Приведенный текст
────────────────────────────────────────

Перед войной политическое влияние Государыни проявлялось лишь урывками. Она ограничивала свое воздействие главным образом тем, что вызывала удаление тех, кто заявляли себя противниками «старца». В первые месяцы вслед за открытием военных действий положение это не изменилось, но с начала больших неудач весны 1915 года, в особенности же после того, как Государь принял Верховное командование, Государыня, желая прийти на помощь мужу, которого, как она чувствовала, все более и более подавляло бремя возраставшей ответственности, стала принимать все большее участие в государственных делах. Будучи изнурена, она жаждала для себя лишь покоя, но свое личное спокойствие она приносила в жертву тому, что считала своей священной обязанностью.

Весьма сдержанная и в то же время очень непосредственная, прежде всего — жена и мать, Императрица чувствовала себя счастливой только среди своих. Образованная и обладавшая художественным чутьем, она любила чтение и искусство. Она любила также созерцание и погружалась в напряженную внутреннюю жизнь, из области которой выходила лишь при появлении опасности. Тогда она со страстной горячностью вступала в борьбу. Она была одарена самыми прекрасными нравственными качествами и всегда руководилась самыми благородными побуждениями. Но страдания сломили ее; она была лишь тенью самой себя и ей часто случалось впадать в периоды мистического экстаза, который заставлял ее утрачивать ясное представление о вещах и о людях. Ее вера в святость Распутина доказывает это яснее всего. Вот каким образом, желая спасти мужа и ребенка, которых она любила больше всего на свете, она своими собственными руками выковала оружие их погибели.

────────────────────────────────────────

Исходные данные
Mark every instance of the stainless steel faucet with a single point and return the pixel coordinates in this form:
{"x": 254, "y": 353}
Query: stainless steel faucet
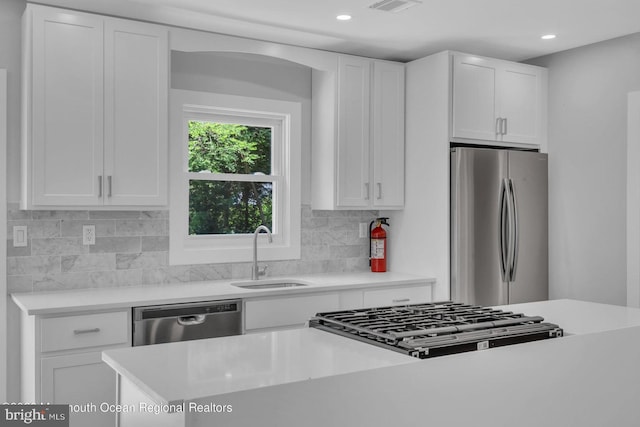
{"x": 256, "y": 271}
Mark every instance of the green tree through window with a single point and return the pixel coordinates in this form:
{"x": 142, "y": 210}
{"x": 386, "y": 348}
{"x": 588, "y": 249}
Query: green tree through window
{"x": 229, "y": 199}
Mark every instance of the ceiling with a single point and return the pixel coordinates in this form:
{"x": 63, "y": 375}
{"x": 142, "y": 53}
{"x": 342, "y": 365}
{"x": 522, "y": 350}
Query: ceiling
{"x": 507, "y": 29}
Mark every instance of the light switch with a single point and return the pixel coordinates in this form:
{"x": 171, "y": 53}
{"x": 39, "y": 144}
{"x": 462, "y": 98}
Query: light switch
{"x": 19, "y": 236}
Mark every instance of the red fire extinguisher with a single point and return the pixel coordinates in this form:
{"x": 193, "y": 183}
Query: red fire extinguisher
{"x": 378, "y": 246}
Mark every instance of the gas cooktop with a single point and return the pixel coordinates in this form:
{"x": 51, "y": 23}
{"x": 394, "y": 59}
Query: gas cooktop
{"x": 435, "y": 329}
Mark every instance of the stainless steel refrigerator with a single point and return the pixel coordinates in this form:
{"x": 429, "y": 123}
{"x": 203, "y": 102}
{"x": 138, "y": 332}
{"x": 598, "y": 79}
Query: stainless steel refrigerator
{"x": 499, "y": 226}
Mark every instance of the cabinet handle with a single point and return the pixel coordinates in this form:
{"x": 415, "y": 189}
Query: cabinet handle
{"x": 86, "y": 331}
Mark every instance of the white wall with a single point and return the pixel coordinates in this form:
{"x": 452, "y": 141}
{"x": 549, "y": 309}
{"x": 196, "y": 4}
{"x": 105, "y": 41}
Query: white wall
{"x": 10, "y": 48}
{"x": 588, "y": 89}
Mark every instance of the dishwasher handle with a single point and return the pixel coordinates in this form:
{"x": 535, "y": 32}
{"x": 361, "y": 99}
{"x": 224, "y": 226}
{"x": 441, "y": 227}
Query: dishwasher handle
{"x": 196, "y": 319}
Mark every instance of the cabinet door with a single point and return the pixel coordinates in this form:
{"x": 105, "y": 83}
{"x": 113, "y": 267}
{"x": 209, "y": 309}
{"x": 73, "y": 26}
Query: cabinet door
{"x": 519, "y": 103}
{"x": 353, "y": 186}
{"x": 80, "y": 379}
{"x": 474, "y": 100}
{"x": 67, "y": 108}
{"x": 136, "y": 88}
{"x": 388, "y": 135}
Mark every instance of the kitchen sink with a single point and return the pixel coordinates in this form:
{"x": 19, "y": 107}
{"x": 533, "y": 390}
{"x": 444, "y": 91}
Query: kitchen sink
{"x": 271, "y": 284}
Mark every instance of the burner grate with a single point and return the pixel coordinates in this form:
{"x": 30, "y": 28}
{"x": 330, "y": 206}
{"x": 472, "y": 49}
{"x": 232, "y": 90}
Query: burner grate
{"x": 432, "y": 329}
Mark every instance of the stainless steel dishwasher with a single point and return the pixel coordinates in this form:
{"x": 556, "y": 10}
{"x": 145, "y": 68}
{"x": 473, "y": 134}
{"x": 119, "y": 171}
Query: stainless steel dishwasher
{"x": 182, "y": 322}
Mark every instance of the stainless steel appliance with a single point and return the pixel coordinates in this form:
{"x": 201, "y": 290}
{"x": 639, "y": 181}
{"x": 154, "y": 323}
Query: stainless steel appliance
{"x": 499, "y": 226}
{"x": 182, "y": 322}
{"x": 435, "y": 329}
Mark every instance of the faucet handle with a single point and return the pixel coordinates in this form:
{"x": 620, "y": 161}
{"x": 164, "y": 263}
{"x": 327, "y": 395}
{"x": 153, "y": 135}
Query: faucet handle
{"x": 263, "y": 271}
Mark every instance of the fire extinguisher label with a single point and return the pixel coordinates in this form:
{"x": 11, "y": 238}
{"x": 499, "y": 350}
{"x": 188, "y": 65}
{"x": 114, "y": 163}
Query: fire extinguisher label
{"x": 377, "y": 249}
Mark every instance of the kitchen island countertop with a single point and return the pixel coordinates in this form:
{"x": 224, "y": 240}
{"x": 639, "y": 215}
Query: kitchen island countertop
{"x": 540, "y": 379}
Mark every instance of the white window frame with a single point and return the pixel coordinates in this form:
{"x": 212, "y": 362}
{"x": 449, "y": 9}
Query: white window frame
{"x": 285, "y": 118}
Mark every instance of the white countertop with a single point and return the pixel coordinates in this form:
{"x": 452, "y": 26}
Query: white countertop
{"x": 580, "y": 317}
{"x": 590, "y": 380}
{"x": 198, "y": 369}
{"x": 40, "y": 303}
{"x": 182, "y": 371}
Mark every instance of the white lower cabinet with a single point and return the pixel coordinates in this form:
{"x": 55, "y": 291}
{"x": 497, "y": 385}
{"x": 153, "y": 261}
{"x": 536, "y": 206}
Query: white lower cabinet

────────────────────────────────────────

Условие задания
Ответьте по тексту об Императрице:
1. С какого времени Государыня стала все больше участвовать в государственных делах?
2. Что любила Императрица, будучи образованной и обладая художественным чутьем?
3. Что яснее всего доказывает ее склонность утрачивать ясное представление о вещах и о людях?

Письменный ответ
1. С начала больших неудач весны 1915 года, в особенности после того, как Государь принял Верховное командование.
2. Чтение и искусство.
3. Ее вера в святость Распутина.